Problem requirements: Begin at the first line of the data and copy each line through the one containing "negative clicks: (133, 96)", that line included, with no pictures.

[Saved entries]
■ ■ ■ ■ ■ ■ ■
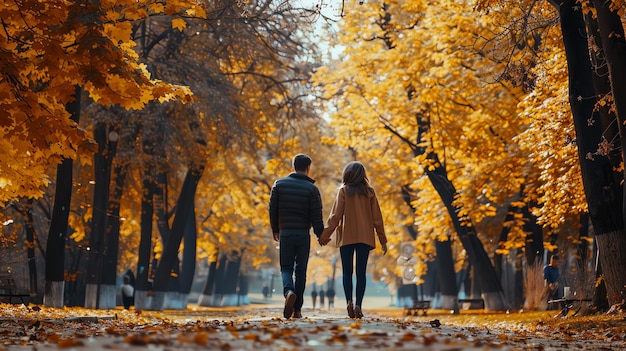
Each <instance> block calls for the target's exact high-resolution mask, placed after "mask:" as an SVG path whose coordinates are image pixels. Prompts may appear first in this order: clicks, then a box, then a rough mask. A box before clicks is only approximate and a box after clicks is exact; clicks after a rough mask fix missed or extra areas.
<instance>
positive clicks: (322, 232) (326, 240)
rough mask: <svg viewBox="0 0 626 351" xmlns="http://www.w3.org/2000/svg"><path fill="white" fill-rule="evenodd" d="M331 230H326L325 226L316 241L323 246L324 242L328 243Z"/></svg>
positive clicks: (326, 228)
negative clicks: (318, 238)
mask: <svg viewBox="0 0 626 351" xmlns="http://www.w3.org/2000/svg"><path fill="white" fill-rule="evenodd" d="M331 234H332V233H331V231H330V230H328V228H325V229H324V231H323V232H322V235H320V237H319V239H317V242H318V243H319V244H320V245H321V246H325V245H326V244H328V243H329V242H330V235H331Z"/></svg>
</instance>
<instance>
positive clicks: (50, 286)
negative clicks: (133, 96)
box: [43, 87, 81, 308]
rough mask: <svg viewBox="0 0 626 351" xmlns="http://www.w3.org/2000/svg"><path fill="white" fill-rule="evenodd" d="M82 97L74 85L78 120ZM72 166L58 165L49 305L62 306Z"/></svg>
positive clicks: (75, 99)
mask: <svg viewBox="0 0 626 351" xmlns="http://www.w3.org/2000/svg"><path fill="white" fill-rule="evenodd" d="M80 98H81V88H80V87H75V94H74V101H71V102H69V103H68V104H67V111H68V112H69V113H70V114H71V119H72V120H73V121H74V122H76V123H78V121H79V119H80ZM72 166H73V162H72V160H71V159H64V160H63V162H61V164H60V165H58V166H57V183H56V188H55V192H54V206H53V209H52V219H51V221H50V231H49V232H48V241H47V244H46V285H45V292H44V298H43V303H44V306H46V307H57V308H61V307H63V295H64V294H63V290H64V288H65V276H64V262H65V238H66V236H67V227H68V219H69V214H70V203H71V199H72V176H73V175H72Z"/></svg>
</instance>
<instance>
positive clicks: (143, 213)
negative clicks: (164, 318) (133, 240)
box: [135, 170, 156, 310]
mask: <svg viewBox="0 0 626 351" xmlns="http://www.w3.org/2000/svg"><path fill="white" fill-rule="evenodd" d="M146 171H147V170H144V172H146ZM142 184H143V189H142V192H141V193H142V198H141V238H140V240H139V255H138V259H137V280H136V281H135V284H136V286H135V308H136V309H138V310H146V309H149V307H150V305H151V302H152V300H151V299H150V296H151V295H152V286H151V284H150V282H149V281H148V279H149V278H150V257H151V251H152V227H153V214H154V201H153V200H154V193H155V191H156V185H155V183H154V180H153V179H151V178H150V177H148V176H145V175H144V179H143V183H142Z"/></svg>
■ ■ ■ ■ ■ ■ ■
Completed task:
Each <instance> block calls for the target's exact high-resolution mask, placed after "mask:" as an SVG path whose coordinates are image pixels. Prompts may appear first in this order: clicks, then a box, then a rough mask. A box before clicks is only approximate and a box after clicks is exact; clicks after a rough mask fix missed or extra areas.
<instance>
positive clicks: (322, 232) (326, 240)
rough mask: <svg viewBox="0 0 626 351" xmlns="http://www.w3.org/2000/svg"><path fill="white" fill-rule="evenodd" d="M331 230H326L325 226L316 241L323 246L324 242L328 243Z"/></svg>
positive clicks: (326, 228)
negative clicks: (318, 238)
mask: <svg viewBox="0 0 626 351" xmlns="http://www.w3.org/2000/svg"><path fill="white" fill-rule="evenodd" d="M331 234H332V233H331V231H330V230H328V228H325V229H324V231H323V232H322V235H320V237H319V239H317V242H318V243H319V244H320V245H321V246H325V245H326V244H328V243H329V242H330V235H331Z"/></svg>
</instance>
<instance>
positive clicks: (50, 286)
negative clicks: (133, 96)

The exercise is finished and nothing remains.